[Data records]

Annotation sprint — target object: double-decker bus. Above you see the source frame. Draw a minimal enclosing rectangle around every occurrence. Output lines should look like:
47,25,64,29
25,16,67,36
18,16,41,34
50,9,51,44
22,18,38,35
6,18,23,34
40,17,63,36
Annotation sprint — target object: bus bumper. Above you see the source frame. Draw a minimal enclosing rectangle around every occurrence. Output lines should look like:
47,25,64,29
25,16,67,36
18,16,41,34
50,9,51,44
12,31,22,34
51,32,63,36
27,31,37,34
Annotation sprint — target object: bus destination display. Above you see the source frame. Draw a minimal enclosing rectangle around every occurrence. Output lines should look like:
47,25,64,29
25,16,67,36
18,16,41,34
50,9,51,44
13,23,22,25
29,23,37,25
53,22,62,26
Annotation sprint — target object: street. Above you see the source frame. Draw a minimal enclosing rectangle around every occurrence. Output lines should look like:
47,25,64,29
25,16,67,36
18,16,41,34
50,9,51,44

* * *

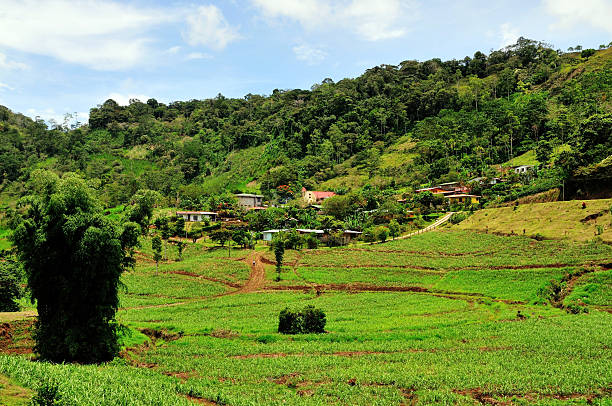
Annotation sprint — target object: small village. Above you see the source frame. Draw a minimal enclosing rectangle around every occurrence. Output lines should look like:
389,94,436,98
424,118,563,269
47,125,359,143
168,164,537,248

...

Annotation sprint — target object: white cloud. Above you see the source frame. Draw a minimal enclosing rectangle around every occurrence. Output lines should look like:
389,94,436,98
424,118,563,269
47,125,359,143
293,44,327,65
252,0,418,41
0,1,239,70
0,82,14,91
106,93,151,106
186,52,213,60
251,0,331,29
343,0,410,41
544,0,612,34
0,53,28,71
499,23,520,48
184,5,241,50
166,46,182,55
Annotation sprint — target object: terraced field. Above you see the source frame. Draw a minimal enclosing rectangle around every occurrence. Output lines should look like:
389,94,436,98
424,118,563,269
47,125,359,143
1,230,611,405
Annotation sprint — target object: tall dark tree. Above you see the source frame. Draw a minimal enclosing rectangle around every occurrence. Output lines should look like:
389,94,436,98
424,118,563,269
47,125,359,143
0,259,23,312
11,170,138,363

Task goal
Count every line in the data that contains the word "Output", then give that count and nothing else.

Your response
8